### DO THIS
Copy the records from their start through the line containing "178), (108, 177)]]", both ends included, with every line kept, the requests too. In the outlines that serve as answers, add 80 to every vertex coordinate.

### EXERCISE MATERIAL

%%

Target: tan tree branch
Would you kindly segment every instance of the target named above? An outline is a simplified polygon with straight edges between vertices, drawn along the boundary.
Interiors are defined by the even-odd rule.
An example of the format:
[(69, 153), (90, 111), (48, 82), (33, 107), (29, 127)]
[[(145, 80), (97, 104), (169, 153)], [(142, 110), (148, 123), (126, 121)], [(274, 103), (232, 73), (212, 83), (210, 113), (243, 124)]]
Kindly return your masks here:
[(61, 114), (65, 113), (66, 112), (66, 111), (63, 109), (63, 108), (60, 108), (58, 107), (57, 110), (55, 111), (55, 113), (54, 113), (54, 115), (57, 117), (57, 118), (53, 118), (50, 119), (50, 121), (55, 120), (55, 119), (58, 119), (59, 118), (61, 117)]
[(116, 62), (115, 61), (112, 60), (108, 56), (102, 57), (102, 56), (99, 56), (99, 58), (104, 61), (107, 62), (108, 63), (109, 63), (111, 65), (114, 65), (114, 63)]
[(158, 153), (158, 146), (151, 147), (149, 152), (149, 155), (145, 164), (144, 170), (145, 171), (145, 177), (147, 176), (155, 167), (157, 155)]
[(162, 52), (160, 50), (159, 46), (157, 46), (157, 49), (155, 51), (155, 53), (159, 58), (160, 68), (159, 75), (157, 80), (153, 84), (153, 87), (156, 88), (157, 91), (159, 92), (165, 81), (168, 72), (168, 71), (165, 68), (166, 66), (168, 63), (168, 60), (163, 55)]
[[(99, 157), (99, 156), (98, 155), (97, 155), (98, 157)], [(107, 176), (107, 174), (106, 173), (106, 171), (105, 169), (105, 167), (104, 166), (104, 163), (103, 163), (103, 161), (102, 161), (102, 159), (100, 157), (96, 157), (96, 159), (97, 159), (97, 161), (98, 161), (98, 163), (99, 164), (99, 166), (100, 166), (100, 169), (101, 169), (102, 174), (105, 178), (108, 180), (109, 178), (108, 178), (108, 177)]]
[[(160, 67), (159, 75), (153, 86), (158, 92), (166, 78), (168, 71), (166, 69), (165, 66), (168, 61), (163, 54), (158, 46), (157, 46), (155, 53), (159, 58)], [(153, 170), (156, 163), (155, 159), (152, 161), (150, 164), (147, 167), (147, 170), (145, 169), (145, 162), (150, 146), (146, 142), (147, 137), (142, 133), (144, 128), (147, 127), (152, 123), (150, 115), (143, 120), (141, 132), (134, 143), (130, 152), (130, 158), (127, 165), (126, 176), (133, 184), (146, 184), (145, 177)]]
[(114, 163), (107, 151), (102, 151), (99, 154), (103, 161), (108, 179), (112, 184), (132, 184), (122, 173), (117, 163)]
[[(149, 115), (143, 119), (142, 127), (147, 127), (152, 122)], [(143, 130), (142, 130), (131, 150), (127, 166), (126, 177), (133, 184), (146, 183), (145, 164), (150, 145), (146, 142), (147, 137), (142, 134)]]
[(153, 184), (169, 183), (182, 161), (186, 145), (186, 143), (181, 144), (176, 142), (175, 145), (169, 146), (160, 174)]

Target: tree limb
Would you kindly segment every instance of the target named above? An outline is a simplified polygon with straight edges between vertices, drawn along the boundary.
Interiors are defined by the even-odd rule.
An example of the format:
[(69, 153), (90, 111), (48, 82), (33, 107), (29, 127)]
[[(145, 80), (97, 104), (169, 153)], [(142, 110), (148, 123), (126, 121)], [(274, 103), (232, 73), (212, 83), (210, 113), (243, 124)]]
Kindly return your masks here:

%%

### SOLUTION FOR THIS TASK
Target: tan tree branch
Would you kindly segment every instance of the target named above? An outline is a simplified polygon with straight edges between vertices, drawn along the boundary.
Interiors are defined by the even-odd rule.
An example of the format:
[(69, 153), (90, 111), (48, 82), (33, 107), (29, 127)]
[[(145, 80), (97, 104), (169, 153)], [(142, 110), (148, 123), (126, 121)], [(274, 103), (232, 73), (212, 83), (210, 113), (243, 124)]]
Kindly return your masks here:
[(141, 194), (145, 193), (146, 192), (146, 191), (143, 189), (143, 188), (140, 188), (138, 187), (137, 190), (135, 191), (135, 193), (134, 193), (134, 195), (137, 197), (137, 198), (133, 198), (130, 199), (130, 201), (135, 200), (135, 199), (138, 199), (139, 198), (141, 197)]
[(196, 142), (195, 141), (192, 140), (188, 136), (182, 137), (182, 136), (179, 136), (179, 138), (184, 141), (187, 142), (188, 143), (189, 143), (191, 145), (194, 145), (194, 143)]
[(238, 233), (238, 226), (231, 227), (229, 232), (229, 235), (225, 244), (224, 250), (225, 251), (225, 257), (227, 256), (235, 247), (237, 235)]
[(242, 132), (240, 130), (239, 126), (237, 126), (237, 129), (235, 131), (235, 133), (239, 138), (240, 148), (239, 155), (237, 160), (233, 164), (233, 167), (236, 168), (237, 171), (239, 172), (245, 161), (248, 152), (248, 151), (245, 148), (246, 146), (248, 143), (248, 140), (243, 135)]
[[(179, 237), (179, 236), (178, 235), (177, 235), (178, 237)], [(187, 256), (187, 254), (186, 253), (186, 251), (185, 249), (185, 247), (184, 246), (184, 243), (183, 243), (183, 241), (182, 241), (182, 239), (180, 237), (176, 237), (176, 239), (177, 239), (177, 241), (178, 241), (178, 243), (179, 244), (179, 246), (180, 246), (180, 249), (181, 249), (182, 254), (185, 258), (188, 260), (189, 258), (188, 258), (188, 257)]]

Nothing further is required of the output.